◆ Supplied passage
The trade-off is narrower eligibility. You generally need to have intact ligaments, arthritis confined to a single compartment, no significant deformity, and less than about 10 degrees of stiffness when straightening the knee. When arthritis is widespread across the joint, TKA is the more reliable option. At five years, survival rates for both implant types are comparable.

How Long Implants Last

Modern knee replacements are remarkably durable. A long-term follow-up study of cemented implants found survival rates of 93.5% at 10 years, 91.7% at 15 years, and 90.8% at 20 years when counting revisions for any reason. When looking only at revisions caused by the implant loosening from the bone, the most common mechanical failure, survival climbed to 99% at 15 years and 98% at 20 years. Most people who receive a TKA in their 60s or 70s can expect the implant to last the rest of their lives.

Recovery Timeline

Recovery from TKA follows a predictable arc, though individual timelines vary based on fitness, age, and how closely you follow your rehabilitation program.

  • First week: The priority is managing pain and swelling, protecting the incision, and beginning gentle quadriceps activation. Most patients start walking with a walker or crutches within a day of surgery.
  • Weeks 1 through 4: Physical therapy focuses on restoring full straightening of the knee (extension) and bending it past 90 degrees. You’ll start building strength in the thigh muscles and reducing your reliance on assistive devices.
  • Weeks 4 through 8: Bending typically progresses past 110 degrees. Gait training helps you walk more naturally, and balance exercises become part of the routine. Many people transition from a walker to a cane during this phase.
  • Weeks 8 through 12: The goal is reaching at least 80% of the strength in your non-surgical leg and achieving enough range of motion (around 120 degrees or more) to handle daily tasks comfortably, including getting in and out of a car, navigating stairs, and sitting in low chairs.
  • Months 3 through 6: Strength and endurance continue to improve. Low-impact activities like golf, doubles tennis, hiking, and swimming are gradually reintroduced with your surgeon’s clearance.

Most people notice the biggest improvements in the first three months, though continued gains in strength and confidence can stretch out to a full year.

Risks and Complications

TKA is considered safe, but like any major surgery it carries risks. Blood clots are the most closely monitored concern. Deep vein thrombosis (a clot in the leg veins) occurs in roughly 9% of TKA patients in large cohort data, and pulmonary embolism (a clot traveling to the lungs) is rarer but more dangerous. Surgeons prescribe blood thinners and encourage early walking specifically to reduce this risk.

◆ Given data
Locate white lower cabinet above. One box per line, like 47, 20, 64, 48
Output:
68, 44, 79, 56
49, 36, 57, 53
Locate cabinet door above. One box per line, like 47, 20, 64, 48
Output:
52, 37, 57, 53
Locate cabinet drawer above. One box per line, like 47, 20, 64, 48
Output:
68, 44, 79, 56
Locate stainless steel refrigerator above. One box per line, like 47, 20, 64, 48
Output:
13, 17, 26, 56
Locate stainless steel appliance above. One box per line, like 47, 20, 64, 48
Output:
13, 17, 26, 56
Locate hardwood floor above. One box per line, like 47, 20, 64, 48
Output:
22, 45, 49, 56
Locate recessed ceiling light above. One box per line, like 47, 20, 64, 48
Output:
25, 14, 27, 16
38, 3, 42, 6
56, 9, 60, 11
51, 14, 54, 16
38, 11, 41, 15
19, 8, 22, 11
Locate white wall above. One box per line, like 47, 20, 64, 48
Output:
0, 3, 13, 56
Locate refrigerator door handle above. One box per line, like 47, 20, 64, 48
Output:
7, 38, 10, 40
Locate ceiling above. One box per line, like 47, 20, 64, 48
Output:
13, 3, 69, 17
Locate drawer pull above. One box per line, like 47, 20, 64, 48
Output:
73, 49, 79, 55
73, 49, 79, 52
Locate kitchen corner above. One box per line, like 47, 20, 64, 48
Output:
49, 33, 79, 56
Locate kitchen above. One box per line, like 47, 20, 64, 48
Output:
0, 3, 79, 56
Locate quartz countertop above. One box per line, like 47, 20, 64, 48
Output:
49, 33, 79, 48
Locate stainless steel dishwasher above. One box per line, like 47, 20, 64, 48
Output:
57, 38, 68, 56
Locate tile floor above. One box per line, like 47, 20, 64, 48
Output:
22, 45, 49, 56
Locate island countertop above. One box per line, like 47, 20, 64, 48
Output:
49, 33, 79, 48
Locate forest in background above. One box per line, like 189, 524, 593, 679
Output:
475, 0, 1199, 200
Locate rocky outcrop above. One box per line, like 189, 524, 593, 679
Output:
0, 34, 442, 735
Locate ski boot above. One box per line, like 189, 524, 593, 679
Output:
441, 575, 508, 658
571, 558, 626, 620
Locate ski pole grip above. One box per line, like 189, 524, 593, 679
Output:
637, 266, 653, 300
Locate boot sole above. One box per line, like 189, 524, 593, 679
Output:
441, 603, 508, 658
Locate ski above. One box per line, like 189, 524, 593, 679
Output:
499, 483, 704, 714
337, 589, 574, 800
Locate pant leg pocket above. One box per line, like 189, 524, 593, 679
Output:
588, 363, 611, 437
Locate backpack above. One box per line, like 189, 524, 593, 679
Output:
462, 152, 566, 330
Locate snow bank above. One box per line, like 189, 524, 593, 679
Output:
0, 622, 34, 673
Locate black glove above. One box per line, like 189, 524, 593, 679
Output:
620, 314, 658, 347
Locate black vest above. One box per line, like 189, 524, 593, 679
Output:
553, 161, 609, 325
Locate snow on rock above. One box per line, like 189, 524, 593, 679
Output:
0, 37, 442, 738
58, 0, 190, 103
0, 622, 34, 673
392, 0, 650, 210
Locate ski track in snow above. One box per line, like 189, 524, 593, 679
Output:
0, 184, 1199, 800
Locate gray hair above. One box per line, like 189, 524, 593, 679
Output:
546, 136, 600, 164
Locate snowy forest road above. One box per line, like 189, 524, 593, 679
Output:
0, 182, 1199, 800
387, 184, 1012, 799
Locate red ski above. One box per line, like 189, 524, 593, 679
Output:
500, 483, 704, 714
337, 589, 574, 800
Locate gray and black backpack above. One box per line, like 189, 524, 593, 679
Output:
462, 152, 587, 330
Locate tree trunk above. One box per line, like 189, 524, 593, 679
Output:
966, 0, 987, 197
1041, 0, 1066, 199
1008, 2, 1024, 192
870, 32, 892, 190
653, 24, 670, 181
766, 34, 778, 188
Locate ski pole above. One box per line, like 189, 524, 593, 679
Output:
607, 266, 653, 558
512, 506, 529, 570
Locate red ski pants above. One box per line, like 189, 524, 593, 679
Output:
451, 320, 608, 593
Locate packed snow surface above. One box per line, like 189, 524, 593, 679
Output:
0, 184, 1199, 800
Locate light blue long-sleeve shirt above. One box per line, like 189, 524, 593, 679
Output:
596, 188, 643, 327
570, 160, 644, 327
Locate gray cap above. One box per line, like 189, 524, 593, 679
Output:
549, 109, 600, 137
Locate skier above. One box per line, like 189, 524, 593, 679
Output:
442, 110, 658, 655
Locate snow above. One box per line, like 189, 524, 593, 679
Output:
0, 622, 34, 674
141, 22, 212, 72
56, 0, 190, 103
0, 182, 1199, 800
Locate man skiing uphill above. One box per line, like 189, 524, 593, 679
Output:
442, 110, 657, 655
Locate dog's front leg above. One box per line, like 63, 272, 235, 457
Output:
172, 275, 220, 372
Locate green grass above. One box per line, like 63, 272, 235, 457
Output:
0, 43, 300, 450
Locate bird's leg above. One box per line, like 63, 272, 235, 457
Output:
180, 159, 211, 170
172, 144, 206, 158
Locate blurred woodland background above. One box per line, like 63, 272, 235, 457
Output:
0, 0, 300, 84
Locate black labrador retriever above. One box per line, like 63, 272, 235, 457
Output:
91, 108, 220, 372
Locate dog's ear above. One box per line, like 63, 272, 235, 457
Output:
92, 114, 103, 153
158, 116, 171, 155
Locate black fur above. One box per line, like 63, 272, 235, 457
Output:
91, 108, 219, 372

---

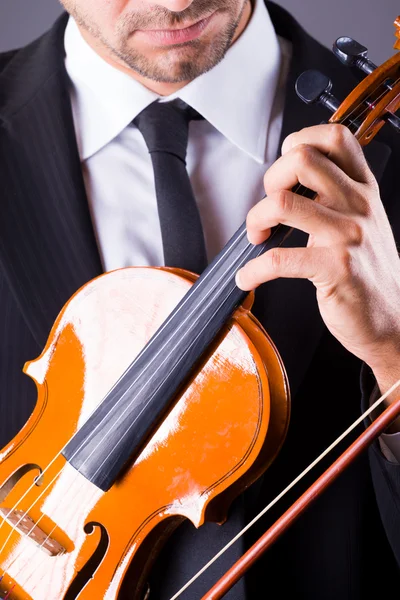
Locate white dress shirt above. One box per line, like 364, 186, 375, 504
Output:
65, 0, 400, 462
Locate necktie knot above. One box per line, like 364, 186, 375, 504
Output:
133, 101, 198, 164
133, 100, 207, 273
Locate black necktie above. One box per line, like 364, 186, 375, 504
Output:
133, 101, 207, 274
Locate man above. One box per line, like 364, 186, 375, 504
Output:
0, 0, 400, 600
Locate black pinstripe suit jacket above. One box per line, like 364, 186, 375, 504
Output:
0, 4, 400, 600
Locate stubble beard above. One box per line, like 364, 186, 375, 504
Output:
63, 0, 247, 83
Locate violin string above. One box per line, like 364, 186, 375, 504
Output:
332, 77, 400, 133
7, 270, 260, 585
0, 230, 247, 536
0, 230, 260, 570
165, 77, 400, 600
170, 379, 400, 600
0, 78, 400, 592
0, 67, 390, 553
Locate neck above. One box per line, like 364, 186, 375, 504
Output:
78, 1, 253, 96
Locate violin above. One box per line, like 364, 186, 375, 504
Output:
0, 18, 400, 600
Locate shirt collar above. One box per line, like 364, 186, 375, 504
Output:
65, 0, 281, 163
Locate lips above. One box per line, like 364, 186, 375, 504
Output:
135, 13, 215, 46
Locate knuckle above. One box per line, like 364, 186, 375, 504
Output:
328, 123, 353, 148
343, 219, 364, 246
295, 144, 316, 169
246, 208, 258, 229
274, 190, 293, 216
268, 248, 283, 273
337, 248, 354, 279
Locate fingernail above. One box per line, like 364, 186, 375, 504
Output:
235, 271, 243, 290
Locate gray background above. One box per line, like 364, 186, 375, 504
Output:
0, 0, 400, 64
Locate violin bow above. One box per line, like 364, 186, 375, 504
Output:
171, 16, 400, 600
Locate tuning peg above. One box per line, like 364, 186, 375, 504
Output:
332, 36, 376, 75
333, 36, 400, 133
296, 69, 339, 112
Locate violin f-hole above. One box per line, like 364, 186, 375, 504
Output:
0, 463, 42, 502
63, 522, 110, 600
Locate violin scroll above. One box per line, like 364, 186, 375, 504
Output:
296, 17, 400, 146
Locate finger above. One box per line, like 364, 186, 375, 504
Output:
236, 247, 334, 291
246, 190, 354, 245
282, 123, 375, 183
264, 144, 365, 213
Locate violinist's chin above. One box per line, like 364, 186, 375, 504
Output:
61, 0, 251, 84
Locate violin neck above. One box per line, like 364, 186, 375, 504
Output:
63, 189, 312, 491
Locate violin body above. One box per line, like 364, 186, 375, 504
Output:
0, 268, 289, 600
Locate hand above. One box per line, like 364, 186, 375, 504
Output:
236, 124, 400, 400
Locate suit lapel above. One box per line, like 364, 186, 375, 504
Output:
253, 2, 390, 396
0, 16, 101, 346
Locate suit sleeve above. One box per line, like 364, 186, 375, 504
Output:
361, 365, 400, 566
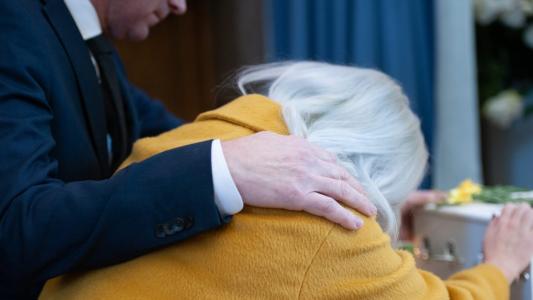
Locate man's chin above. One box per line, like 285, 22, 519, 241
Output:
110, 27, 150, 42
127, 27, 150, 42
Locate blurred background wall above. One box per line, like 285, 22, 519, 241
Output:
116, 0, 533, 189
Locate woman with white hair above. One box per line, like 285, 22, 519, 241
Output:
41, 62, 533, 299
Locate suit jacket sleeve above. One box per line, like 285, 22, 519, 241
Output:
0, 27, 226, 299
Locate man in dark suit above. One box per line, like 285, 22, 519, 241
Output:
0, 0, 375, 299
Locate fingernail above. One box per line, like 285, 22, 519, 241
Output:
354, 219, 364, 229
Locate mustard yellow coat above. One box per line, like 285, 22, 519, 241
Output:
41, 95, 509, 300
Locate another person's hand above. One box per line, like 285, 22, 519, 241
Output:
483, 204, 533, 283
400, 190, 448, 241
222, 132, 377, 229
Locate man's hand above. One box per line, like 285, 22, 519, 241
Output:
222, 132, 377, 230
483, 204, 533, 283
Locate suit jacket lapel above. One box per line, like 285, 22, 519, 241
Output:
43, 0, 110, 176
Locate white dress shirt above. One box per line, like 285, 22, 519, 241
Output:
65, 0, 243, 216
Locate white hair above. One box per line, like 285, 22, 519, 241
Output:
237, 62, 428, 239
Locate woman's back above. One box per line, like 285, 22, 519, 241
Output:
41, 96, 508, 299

--

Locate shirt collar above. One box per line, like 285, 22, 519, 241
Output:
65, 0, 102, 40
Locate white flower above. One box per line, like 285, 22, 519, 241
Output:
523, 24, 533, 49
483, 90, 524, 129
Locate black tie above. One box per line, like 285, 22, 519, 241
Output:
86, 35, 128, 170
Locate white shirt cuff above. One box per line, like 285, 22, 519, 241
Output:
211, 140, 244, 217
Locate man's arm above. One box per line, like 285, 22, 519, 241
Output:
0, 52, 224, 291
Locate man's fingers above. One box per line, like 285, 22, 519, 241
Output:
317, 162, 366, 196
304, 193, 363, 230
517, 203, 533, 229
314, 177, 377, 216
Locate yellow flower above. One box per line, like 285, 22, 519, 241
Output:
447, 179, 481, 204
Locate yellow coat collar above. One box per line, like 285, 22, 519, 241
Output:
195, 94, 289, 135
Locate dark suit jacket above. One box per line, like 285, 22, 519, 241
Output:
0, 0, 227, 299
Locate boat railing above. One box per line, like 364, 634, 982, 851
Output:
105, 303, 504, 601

◆ Task list
- a) In the knee replacement text, roughly what share of TKA patients develop deep vein thrombosis in large cohort data?
- b) List every low-impact activity that the knee replacement text says is gradually reintroduced during months 3 through 6.
- c) Copy the part of the knee replacement text between "Recovery from TKA" and "day of surgery.", inclusive.

◆ Solutions to the exercise
- a) Roughly 9% of TKA patients.

- b) Golf, doubles tennis, hiking, and swimming.

- c)
Recovery from TKA follows a predictable arc, though individual timelines vary based on fitness, age, and how closely you follow your rehabilitation program.

  • First week: The priority is managing pain and swelling, protecting the incision, and beginning gentle quadriceps activation. Most patients start walking with a walker or crutches within a day of surgery.